*Task directions:* Among the entries below, one stretch runs from the line that contains "box: [227, 245, 246, 277]" through the line that contains "positive clicks: (522, 326)". Repeat that stretch exactly, ends included, and only that.

*Dataset records:*
* * * * * * *

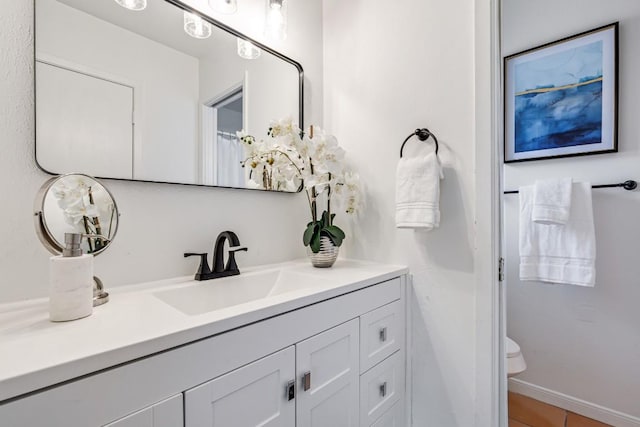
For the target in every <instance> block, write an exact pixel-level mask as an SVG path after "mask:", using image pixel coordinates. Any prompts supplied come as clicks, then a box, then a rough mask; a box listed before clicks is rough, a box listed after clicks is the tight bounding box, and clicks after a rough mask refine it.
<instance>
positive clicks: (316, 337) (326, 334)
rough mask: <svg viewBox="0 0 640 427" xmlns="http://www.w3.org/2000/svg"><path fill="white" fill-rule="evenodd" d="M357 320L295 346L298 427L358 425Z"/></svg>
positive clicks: (358, 343)
mask: <svg viewBox="0 0 640 427" xmlns="http://www.w3.org/2000/svg"><path fill="white" fill-rule="evenodd" d="M358 330H359V322H358V319H353V320H351V321H349V322H347V323H343V324H342V325H340V326H336V327H335V328H332V329H329V330H328V331H325V332H323V333H321V334H318V335H316V336H314V337H311V338H309V339H307V340H305V341H302V342H300V343H299V344H296V374H297V375H296V376H297V378H298V395H297V396H296V401H297V403H296V405H297V407H296V409H297V410H296V420H297V423H296V426H297V427H328V426H331V427H356V426H357V425H358V416H359V412H358V387H359V383H358V372H359V370H358V362H359V355H358V349H359V342H358Z"/></svg>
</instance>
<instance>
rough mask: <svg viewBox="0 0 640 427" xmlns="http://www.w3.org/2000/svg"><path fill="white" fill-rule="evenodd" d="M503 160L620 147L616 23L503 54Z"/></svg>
mask: <svg viewBox="0 0 640 427" xmlns="http://www.w3.org/2000/svg"><path fill="white" fill-rule="evenodd" d="M504 76H505V82H504V83H505V84H504V113H505V117H504V127H505V129H504V131H505V134H504V157H505V158H504V161H505V163H510V162H522V161H527V160H539V159H549V158H555V157H568V156H579V155H587V154H599V153H610V152H615V151H618V141H617V133H618V119H617V104H618V23H617V22H616V23H614V24H611V25H607V26H605V27H600V28H597V29H595V30H591V31H587V32H584V33H581V34H578V35H575V36H572V37H568V38H565V39H562V40H559V41H556V42H553V43H549V44H545V45H543V46H539V47H536V48H533V49H529V50H526V51H524V52H520V53H516V54H514V55H511V56H507V57H506V58H505V59H504Z"/></svg>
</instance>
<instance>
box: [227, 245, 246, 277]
mask: <svg viewBox="0 0 640 427" xmlns="http://www.w3.org/2000/svg"><path fill="white" fill-rule="evenodd" d="M246 251H248V249H247V248H246V246H230V247H229V260H228V261H227V266H226V268H225V270H226V271H233V272H238V273H240V271H239V269H238V264H236V257H235V254H236V252H246Z"/></svg>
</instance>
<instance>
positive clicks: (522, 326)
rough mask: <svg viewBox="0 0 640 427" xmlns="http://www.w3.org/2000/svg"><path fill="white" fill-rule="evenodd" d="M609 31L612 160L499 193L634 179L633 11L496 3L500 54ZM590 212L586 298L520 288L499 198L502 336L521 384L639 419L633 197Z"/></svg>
mask: <svg viewBox="0 0 640 427" xmlns="http://www.w3.org/2000/svg"><path fill="white" fill-rule="evenodd" d="M614 21H620V68H619V77H620V95H619V133H618V137H619V146H620V147H619V152H618V153H615V154H604V155H596V156H588V157H581V158H580V157H576V158H568V159H554V160H543V161H536V162H529V163H523V164H513V165H507V166H505V168H504V173H505V176H504V179H505V187H506V188H507V189H515V188H517V187H518V186H519V185H526V184H531V183H533V182H534V181H535V179H536V178H543V177H549V178H551V177H562V176H572V177H573V178H574V179H576V180H587V181H591V182H592V183H613V182H621V181H625V180H627V179H636V180H638V179H640V173H639V172H640V168H639V167H638V165H639V164H640V139H639V138H638V131H639V128H638V118H637V116H638V111H640V100H639V98H638V96H637V94H638V93H639V92H640V82H639V81H638V79H637V75H638V69H640V52H639V51H638V49H637V41H638V40H640V3H638V2H637V1H635V0H611V1H607V2H602V1H598V0H588V1H585V0H563V1H557V0H543V1H537V2H531V1H527V0H504V1H503V53H504V54H505V55H509V54H512V53H516V52H519V51H522V50H525V49H528V48H531V47H534V46H537V45H540V44H543V43H547V42H551V41H554V40H557V39H560V38H563V37H566V36H569V35H572V34H576V33H579V32H582V31H586V30H589V29H592V28H596V27H598V26H602V25H606V24H609V23H612V22H614ZM593 204H594V215H595V222H596V240H597V262H596V270H597V273H596V274H597V277H596V286H595V288H593V289H591V288H580V287H574V286H566V285H550V284H539V283H531V282H520V281H519V280H518V231H517V230H518V228H517V227H518V218H517V215H518V198H517V196H505V233H506V236H505V240H506V248H505V252H506V265H507V276H506V277H507V281H506V284H507V310H508V311H507V329H508V330H507V333H508V335H509V336H510V337H511V338H513V339H514V340H516V341H517V342H518V343H519V344H520V346H521V347H522V351H523V353H524V357H525V359H526V361H527V365H528V369H527V371H526V372H524V373H523V374H522V375H520V376H518V378H519V379H521V380H523V381H526V382H529V383H532V384H535V385H538V386H541V387H545V388H548V389H550V390H553V391H556V392H560V393H564V394H567V395H569V396H573V397H576V398H579V399H583V400H586V401H588V402H592V403H595V404H598V405H601V406H604V407H605V408H609V409H613V410H617V411H620V412H623V413H627V414H630V415H633V416H636V417H640V406H639V405H638V396H640V334H639V333H638V325H640V310H638V303H639V302H640V286H639V284H640V281H639V279H638V278H639V277H640V263H639V262H638V257H637V255H638V242H640V224H638V222H637V219H638V212H639V210H638V209H639V208H640V194H639V193H638V192H637V191H635V192H625V191H623V190H618V189H604V190H594V192H593Z"/></svg>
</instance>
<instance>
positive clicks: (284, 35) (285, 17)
mask: <svg viewBox="0 0 640 427" xmlns="http://www.w3.org/2000/svg"><path fill="white" fill-rule="evenodd" d="M265 35H266V36H267V37H268V38H270V39H272V40H284V39H286V38H287V0H267V8H266V18H265Z"/></svg>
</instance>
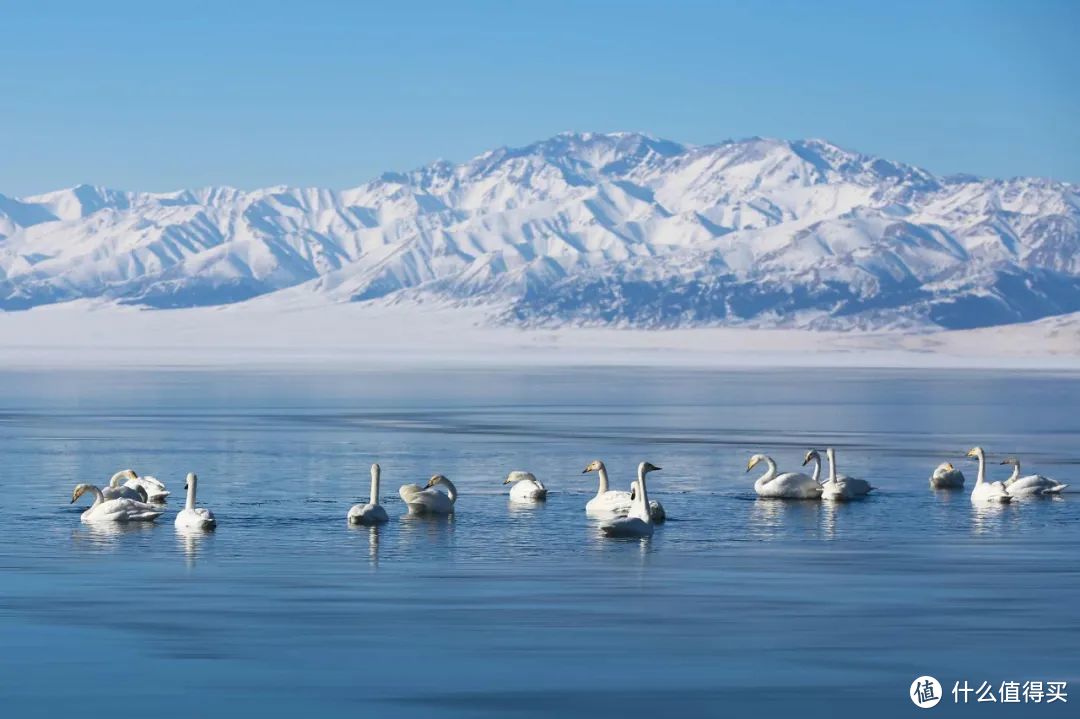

* * * * * * *

*Your solution:*
box: [227, 245, 246, 277]
mask: <svg viewBox="0 0 640 427" xmlns="http://www.w3.org/2000/svg"><path fill="white" fill-rule="evenodd" d="M246 251H248V249H247V248H246V246H230V247H229V260H228V261H227V266H226V268H225V270H226V271H233V272H238V273H240V271H239V269H238V264H236V257H235V254H236V252H246Z"/></svg>
</instance>
<instance>
positive clicks: (522, 326)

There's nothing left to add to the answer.